Task item
With the pictures left aside, write out the entries that follow exactly.

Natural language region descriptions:
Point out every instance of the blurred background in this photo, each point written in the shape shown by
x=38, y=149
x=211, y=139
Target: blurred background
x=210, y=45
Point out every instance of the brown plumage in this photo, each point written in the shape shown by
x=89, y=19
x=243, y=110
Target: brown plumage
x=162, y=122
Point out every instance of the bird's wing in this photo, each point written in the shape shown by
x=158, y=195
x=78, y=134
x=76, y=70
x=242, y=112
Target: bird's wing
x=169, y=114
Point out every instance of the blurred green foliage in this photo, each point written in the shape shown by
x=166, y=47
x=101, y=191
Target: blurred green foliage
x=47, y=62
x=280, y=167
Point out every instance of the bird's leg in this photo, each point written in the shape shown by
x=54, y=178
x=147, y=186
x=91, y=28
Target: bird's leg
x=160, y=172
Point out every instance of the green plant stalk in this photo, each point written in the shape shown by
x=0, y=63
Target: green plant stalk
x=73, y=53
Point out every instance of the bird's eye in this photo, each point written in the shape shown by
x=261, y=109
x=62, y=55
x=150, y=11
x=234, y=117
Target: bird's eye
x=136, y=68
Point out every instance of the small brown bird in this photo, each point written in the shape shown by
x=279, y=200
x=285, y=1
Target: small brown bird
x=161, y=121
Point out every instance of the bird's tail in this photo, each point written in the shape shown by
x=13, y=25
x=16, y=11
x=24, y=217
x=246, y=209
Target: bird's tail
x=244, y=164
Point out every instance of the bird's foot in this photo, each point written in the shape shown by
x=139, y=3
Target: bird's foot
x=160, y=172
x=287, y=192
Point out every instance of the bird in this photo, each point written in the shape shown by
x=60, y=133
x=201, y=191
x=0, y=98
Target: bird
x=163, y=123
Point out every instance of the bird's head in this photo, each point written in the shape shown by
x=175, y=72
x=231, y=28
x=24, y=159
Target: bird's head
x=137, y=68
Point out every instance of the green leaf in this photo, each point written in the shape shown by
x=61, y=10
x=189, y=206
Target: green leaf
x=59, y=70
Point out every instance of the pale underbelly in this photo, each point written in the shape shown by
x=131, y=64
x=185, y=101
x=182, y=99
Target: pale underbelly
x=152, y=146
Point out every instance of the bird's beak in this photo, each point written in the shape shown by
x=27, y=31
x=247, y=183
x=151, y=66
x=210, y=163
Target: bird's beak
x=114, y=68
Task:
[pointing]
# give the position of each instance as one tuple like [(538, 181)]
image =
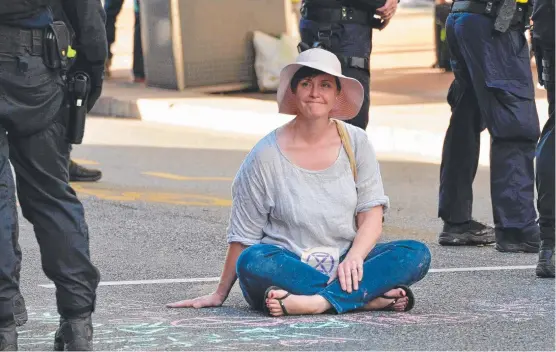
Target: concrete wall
[(206, 42)]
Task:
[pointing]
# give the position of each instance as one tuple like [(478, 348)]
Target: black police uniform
[(345, 28), (493, 88), (543, 40), (33, 121)]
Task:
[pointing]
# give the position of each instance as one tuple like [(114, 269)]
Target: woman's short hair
[(306, 72)]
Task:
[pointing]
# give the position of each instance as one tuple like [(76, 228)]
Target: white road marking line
[(216, 279), (483, 268)]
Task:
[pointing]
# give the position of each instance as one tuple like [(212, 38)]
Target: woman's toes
[(277, 294), (401, 304)]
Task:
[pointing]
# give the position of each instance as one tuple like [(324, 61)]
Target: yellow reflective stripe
[(71, 53)]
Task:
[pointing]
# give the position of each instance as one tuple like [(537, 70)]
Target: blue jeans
[(388, 265)]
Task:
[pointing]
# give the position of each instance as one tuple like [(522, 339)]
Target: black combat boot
[(468, 233), (545, 265), (82, 174), (75, 334), (8, 336), (20, 311)]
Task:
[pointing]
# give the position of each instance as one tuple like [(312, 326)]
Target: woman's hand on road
[(212, 300), (350, 272)]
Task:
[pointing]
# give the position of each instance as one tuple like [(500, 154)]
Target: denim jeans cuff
[(332, 301)]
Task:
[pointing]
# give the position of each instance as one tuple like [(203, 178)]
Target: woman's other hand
[(212, 300), (350, 272)]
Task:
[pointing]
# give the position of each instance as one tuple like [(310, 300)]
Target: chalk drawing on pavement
[(136, 325)]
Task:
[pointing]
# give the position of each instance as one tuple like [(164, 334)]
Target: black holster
[(79, 86), (57, 41)]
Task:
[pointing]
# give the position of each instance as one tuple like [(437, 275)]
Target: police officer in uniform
[(34, 114), (543, 41), (493, 88), (345, 28)]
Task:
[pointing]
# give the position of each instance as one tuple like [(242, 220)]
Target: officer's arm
[(88, 19)]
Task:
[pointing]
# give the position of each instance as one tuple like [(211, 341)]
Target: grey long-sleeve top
[(276, 202)]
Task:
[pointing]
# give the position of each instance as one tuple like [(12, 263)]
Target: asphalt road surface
[(158, 221)]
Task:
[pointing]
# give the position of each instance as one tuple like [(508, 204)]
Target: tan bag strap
[(346, 141)]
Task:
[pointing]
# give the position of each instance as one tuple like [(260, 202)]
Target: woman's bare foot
[(380, 303), (295, 305)]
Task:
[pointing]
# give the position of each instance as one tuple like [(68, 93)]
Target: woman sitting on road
[(307, 209)]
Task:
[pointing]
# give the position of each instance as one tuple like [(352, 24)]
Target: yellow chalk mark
[(85, 161), (152, 197), (185, 178)]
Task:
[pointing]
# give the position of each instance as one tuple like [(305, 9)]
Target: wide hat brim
[(347, 105)]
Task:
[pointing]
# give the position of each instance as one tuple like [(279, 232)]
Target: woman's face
[(316, 96)]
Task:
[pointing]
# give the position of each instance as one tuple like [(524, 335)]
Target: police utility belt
[(340, 15), (52, 43), (507, 13)]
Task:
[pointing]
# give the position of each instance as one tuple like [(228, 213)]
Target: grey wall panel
[(216, 44), (156, 33)]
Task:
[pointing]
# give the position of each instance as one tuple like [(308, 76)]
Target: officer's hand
[(387, 11)]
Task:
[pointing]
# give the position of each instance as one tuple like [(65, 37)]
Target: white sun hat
[(351, 95)]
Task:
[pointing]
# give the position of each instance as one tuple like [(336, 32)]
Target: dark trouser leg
[(460, 155), (138, 64), (112, 9), (545, 176), (500, 72), (10, 254), (364, 77), (50, 204), (388, 265), (545, 187)]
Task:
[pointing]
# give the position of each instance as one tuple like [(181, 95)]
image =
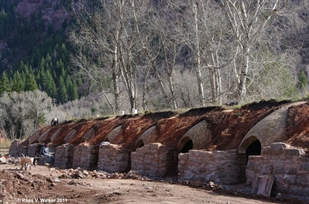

Exercise result
Point out every instance of the blurred background in this photo, each point written in the shape shown by
x=38, y=149
x=211, y=139
Target: blurred background
x=210, y=45
Point out every instance of the brown plumage in this photo, each point written in the shape shown by
x=89, y=19
x=243, y=110
Target: brown plumage
x=162, y=122
Point out every instance of the bird's wing in this photo, each point written in the shape shown by
x=158, y=195
x=78, y=134
x=76, y=70
x=242, y=112
Target: bird's wing
x=169, y=114
Point out every instance of the blurred green foliage in this photo, each point written in the shape shown by
x=166, y=47
x=101, y=191
Target: blurred green foliage
x=47, y=62
x=280, y=167
Point out every instance of the bird's leg in this photo, each point written in the shape shown by
x=54, y=178
x=147, y=186
x=91, y=28
Target: bird's leg
x=160, y=172
Point out every instance of the green plant stalk in this photo, each point written in the shape shown by
x=0, y=63
Target: green plant stalk
x=73, y=53
Point out every instance of the bird's eye in this photo, each point written in the shape shown by
x=261, y=109
x=62, y=55
x=150, y=11
x=234, y=117
Target: bird's eye
x=136, y=68
Point out every instance of the small brown bird in this photo, each point written in the shape shown by
x=279, y=200
x=285, y=1
Target: small brown bird
x=161, y=121
Point out every instance of the bird's tail in this photo, each point written in the shape shown by
x=13, y=25
x=16, y=11
x=24, y=217
x=246, y=209
Target: bird's tail
x=244, y=164
Point out every instance of the bird's foot in this photo, each point written in the shape shown by
x=139, y=3
Target: bird's foot
x=160, y=172
x=287, y=192
Point out every instance of the bird in this photo, each point written in the shape shown by
x=60, y=133
x=201, y=191
x=0, y=98
Target: bird
x=163, y=123
Point out every instance of the bird's head in this photo, each point written in the shape shown by
x=175, y=72
x=231, y=28
x=24, y=159
Target: bird's head
x=137, y=68
Point out every instance of the green leaf in this photo, each point written in the shape shown by
x=61, y=10
x=189, y=206
Target: green leaf
x=59, y=70
Point out every instance of the pale underbelly in this photo, each point written in the shape shown by
x=131, y=64
x=185, y=101
x=182, y=99
Target: pale underbelly
x=152, y=146
Point out every instance of the bird's beak in this photo, each point written in the shape shown by
x=27, y=31
x=247, y=183
x=151, y=66
x=210, y=163
Target: bird's beak
x=114, y=68
Task:
[pointing]
# give the position of each instance as one tuple like [(538, 181)]
image =
Target: concrete wall
[(206, 42)]
Task:
[pointing]
# give the position of each instance as one tuple like [(478, 348)]
Target: black police uniform
[(345, 28), (493, 88), (543, 40), (33, 121)]
Task:
[pointing]
# give the position of each instance as one tuple like [(114, 269)]
Target: woman's short hair
[(306, 72)]
Task:
[pointing]
# give the position of each instance as one tuple like [(76, 228)]
Target: white road marking line
[(216, 279), (483, 268)]
Task:
[pointing]
# give the position of each instance as one tuple like [(212, 38)]
Target: woman's toes
[(277, 294), (401, 304)]
Task:
[pointing]
# give the position of each instance as one tuple like [(324, 61)]
Target: yellow reflective stripe
[(71, 53)]
Task:
[pointing]
# give the position of each instance as one tuple like [(537, 70)]
Target: blue jeans
[(388, 265)]
Task:
[pointing]
# give the position of each instance as one tuple like [(522, 339)]
Target: black combat boot
[(468, 233), (545, 265), (82, 174), (75, 334), (8, 336), (20, 311)]
Task:
[pointing]
# give the position of each instance as one tuple like [(312, 326)]
Target: woman's hand on road
[(212, 300), (350, 272)]
Task:
[pointing]
# give the position of each instance as one tuple like [(500, 154)]
Target: denim jeans cuff
[(332, 301)]
Task:
[pointing]
# give the position of each instance as one tuple like [(203, 178)]
Target: woman's other hand
[(212, 300), (350, 272)]
Task:
[pointing]
# give the position of each instance as one tuple like [(310, 300)]
Target: chalk drawing on pavement
[(136, 325)]
Task:
[pointing]
# give the position of each instance as one tuple like [(164, 334)]
Target: black holster
[(79, 86), (57, 41)]
Task:
[pointing]
# give the position of each instance as one tuple like [(437, 275)]
Target: police officer in uniform
[(34, 114), (543, 41), (493, 88), (345, 28)]
Task:
[pointing]
# give the position of each instance as one tuple like [(242, 220)]
Target: officer's arm
[(88, 19)]
Task:
[pointing]
# give the position of each instance as one tuple like [(211, 341)]
Target: grey long-sleeve top
[(276, 202)]
Task:
[pointing]
# give the position of each instance as one tuple like [(12, 263)]
Target: asphalt road surface
[(158, 221)]
Task:
[pointing]
# give the position of each instance as one tuple like [(508, 204)]
Target: tan bag strap
[(346, 141)]
Task:
[pointing]
# give the position of each instance as one tuple like [(260, 202)]
Target: woman's bare foot
[(380, 303), (295, 305)]
Task:
[pointing]
# give the position of each instance as one tuple like [(68, 93)]
Target: woman sitting on road
[(307, 209)]
Task:
[pointing]
# give the position of each instance as one tuple like [(352, 24)]
Target: yellow chalk mark
[(85, 161), (152, 197), (185, 178)]
Task:
[pointing]
# give the position of each instance as one tuple like [(305, 9)]
Target: wide hat brim
[(347, 105)]
Task:
[pointing]
# give the position of each instance as one tuple like [(279, 232)]
Target: woman's face
[(316, 96)]
Task:
[pointing]
# give the position of each instance as one tuple like [(524, 335)]
Target: police utility belt
[(340, 15), (52, 43), (507, 13)]
Task:
[pointing]
# give the position of each instance as one tuple like [(228, 213)]
Target: grey wall panel
[(216, 44), (156, 33)]
Task:
[pointing]
# give the position of each instance as one tuple like [(308, 76)]
Target: officer's hand
[(387, 11)]
Task:
[pointing]
# give the position of each instance as one tuple like [(65, 37)]
Target: white sun hat
[(351, 95)]
Task:
[pointing]
# give the position of each instance as one tuple like [(336, 32)]
Target: dark trouser leg
[(460, 155), (138, 64), (112, 9), (545, 176), (500, 72), (10, 254), (364, 77), (50, 204), (388, 265), (545, 187)]
Task:
[pointing]
# give the position of each instance as one tuple like [(181, 95)]
image =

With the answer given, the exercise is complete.